→ **元の文章**:

歌舞伎座夜の部の感想です!
4月はなんと言っても仁左衛門さんと玉三郎の美男美女競演!
このカップルが沢山いる歌舞伎俳優の中でビジュアル的に一番美しいんじゃないかと思います。
さらに夜の部は毛谷村で吉右衛門と福助、曽根崎心中で藤十郎と翫雀、と観たい演目と好きな配役が揃っていて、とっても面白かったです。
来週末昼の部を観劇するので、仁左×玉の生写真買わなくっちゃ~!!!

歌舞伎座歌舞伎座さよなら公演
四月大歌舞伎
平成21年4月2日(木)~26日(日)
夜の部
一、彦山権現誓助剱(ひこさんごんげんちかいのすけだち)
毛谷村(けやむら)
毛谷村六助 吉右衛門
お園 福 助
お幸 吉之丞
微塵弾正実は京極内匠 歌 昇
杣斧右衛門 東 蔵
この芝居を観るのは初めて。
主役の六助は田舎に住むおおらかで力強く、優しい心の持ち主。
剣術の師範と友人の親が殺され、しかも犯人が同一人物だとわかったため、敵討ちをしに行く、という話。全体的にほのぼのとした感じの楽しいお芝居です。
六助を演じる吉右衛門さんですが、がたいが大きく、誠実そうなところが雰囲気ぴったり。
子役の子がいるのですが、その子をあやしたり、おもちゃを使って遊んであげたり、肩にのっけたりという仕草が優しさに溢れていてキュンときちゃいました。
でもこの芝居で一番光っていたのは福助だったかも。
最初は虚無僧姿で登場したお園。六助を妹の敵だと勘違いして切りかかる姿はすごい剣幕です。

→ **やること**:
A. 観劇の感想によると、「毛谷村」で六助が敵討ちに出かけるのはどうしてですか。一文で説明してください。
B. 観劇の感想のうち、「4月はなんと言っても仁左衛門さんと玉三郎の美男美女競演!」から「平成21年4月2日(木)~26日(日)」までのところを、そのまま書き写してください。

→ **データ抜粋**:
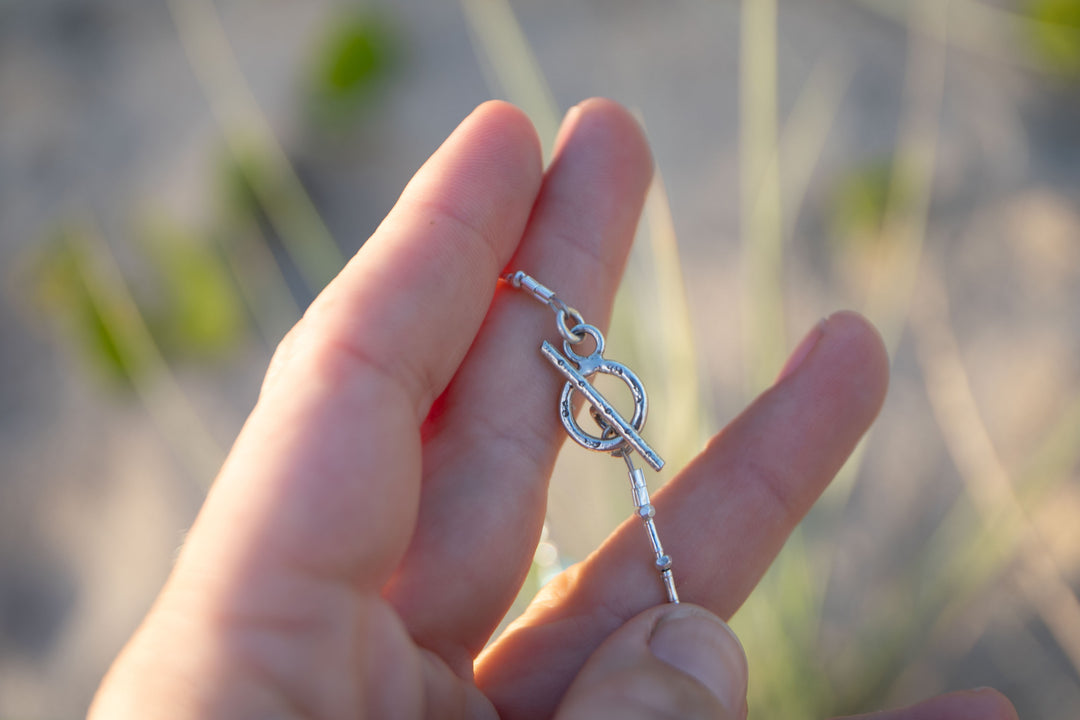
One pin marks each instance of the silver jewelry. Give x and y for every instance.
(618, 436)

→ **答え**:
A. 剣術の師範と友人の親が殺され、しかもその犯人が同じ人物だとわかったからです。

B.
4月はなんと言っても仁左衛門さんと玉三郎の美男美女競演!
このカップルが沢山いる歌舞伎俳優の中でビジュアル的に一番美しいんじゃないかと思います。
さらに夜の部は毛谷村で吉右衛門と福助、曽根崎心中で藤十郎と翫雀、と観たい演目と好きな配役が揃っていて、とっても面白かったです。
来週末昼の部を観劇するので、仁左×玉の生写真買わなくっちゃ~!!!

歌舞伎座歌舞伎座さよなら公演
四月大歌舞伎
平成21年4月2日(木)~26日(日)